§ What needs to be done:
Scan the entries for lines with the word "list", then copy those lines.

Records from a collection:

◇ ◇ ◇ ◇

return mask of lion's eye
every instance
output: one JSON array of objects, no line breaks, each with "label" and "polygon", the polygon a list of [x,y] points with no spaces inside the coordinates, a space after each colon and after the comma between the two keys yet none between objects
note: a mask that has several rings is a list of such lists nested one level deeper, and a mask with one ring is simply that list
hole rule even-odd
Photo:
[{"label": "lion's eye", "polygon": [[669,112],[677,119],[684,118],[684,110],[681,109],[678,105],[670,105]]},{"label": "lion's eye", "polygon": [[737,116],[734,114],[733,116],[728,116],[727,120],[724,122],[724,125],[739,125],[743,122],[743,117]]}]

◇ ◇ ◇ ◇

§ Task answer:
output: one JSON array of objects, no line breaks, each with "label" and "polygon", the polygon a list of [x,y] points with no spaces inside the coordinates, a space after each colon and after the comma between the two keys yet none between objects
note: a mask that has several rings is a list of such lists nested one level deeper, and a mask with one ring is simply that list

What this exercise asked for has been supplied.